Among the records, which lines include "outline"? List them.

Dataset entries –

----

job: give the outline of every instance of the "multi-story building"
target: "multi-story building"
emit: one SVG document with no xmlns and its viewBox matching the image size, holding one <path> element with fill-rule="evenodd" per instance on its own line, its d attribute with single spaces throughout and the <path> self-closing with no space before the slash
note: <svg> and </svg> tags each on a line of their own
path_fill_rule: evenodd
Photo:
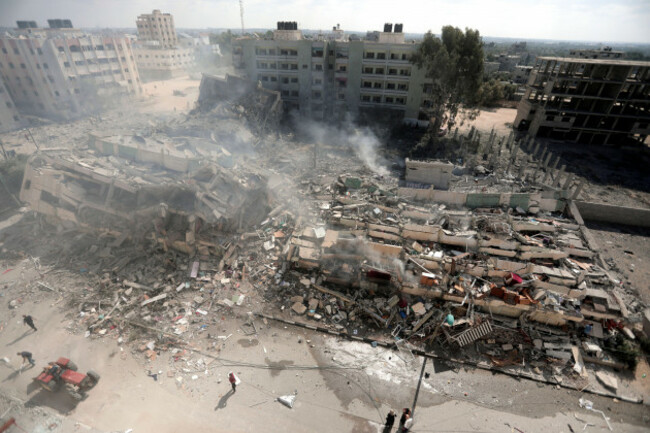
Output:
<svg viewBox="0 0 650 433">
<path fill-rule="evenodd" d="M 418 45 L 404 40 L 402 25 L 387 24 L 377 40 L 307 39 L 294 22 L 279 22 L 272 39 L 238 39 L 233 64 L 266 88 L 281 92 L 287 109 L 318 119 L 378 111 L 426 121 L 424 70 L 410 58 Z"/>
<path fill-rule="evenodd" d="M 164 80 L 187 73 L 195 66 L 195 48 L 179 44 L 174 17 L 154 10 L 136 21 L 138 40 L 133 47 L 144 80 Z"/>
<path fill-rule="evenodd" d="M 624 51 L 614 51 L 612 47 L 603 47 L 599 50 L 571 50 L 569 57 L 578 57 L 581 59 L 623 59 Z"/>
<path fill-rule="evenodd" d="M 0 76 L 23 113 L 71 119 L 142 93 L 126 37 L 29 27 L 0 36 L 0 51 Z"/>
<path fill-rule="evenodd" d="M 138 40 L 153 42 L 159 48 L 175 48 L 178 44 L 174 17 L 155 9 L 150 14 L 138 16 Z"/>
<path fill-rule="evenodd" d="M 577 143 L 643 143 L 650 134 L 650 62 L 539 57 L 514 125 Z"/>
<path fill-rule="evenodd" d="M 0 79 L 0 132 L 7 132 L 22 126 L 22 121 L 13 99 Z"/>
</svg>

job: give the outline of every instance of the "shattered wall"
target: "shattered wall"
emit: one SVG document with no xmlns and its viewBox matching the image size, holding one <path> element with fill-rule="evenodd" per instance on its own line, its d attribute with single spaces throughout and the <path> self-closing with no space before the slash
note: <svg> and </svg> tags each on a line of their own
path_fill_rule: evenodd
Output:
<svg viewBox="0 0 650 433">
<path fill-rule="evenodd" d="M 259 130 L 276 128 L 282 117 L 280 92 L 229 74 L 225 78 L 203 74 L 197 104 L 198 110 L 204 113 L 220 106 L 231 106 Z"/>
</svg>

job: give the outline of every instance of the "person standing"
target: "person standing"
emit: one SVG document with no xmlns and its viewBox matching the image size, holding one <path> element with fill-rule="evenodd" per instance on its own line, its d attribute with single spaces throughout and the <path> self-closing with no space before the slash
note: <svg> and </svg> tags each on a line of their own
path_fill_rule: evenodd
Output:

----

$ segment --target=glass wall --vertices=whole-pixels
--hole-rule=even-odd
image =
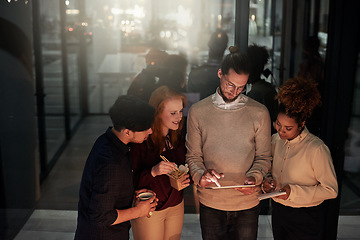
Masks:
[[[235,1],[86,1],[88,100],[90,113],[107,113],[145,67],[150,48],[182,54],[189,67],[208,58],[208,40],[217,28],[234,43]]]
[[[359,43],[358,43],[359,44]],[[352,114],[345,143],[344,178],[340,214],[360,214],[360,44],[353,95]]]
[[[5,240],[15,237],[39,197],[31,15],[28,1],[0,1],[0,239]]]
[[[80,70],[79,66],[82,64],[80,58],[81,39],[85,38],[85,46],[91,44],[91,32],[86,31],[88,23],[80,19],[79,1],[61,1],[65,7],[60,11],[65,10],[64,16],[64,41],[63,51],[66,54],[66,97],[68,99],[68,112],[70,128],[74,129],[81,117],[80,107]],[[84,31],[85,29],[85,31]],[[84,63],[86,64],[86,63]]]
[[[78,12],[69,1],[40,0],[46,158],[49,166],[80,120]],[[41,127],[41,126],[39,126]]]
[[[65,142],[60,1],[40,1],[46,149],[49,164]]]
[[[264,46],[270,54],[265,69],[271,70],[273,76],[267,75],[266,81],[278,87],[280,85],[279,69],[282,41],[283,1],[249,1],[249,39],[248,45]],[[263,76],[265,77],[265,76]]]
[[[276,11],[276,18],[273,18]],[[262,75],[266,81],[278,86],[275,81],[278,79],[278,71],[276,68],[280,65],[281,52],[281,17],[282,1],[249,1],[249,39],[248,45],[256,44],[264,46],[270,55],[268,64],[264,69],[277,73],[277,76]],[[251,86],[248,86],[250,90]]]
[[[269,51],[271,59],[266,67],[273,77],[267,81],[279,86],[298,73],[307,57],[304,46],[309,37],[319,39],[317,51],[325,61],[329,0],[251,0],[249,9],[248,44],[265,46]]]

----

Completed task –
job: give the outline of every instance of the "multi-story building"
job: give the outline of every instance of the "shattered wall"
job: give the outline of every instance of the "person standing"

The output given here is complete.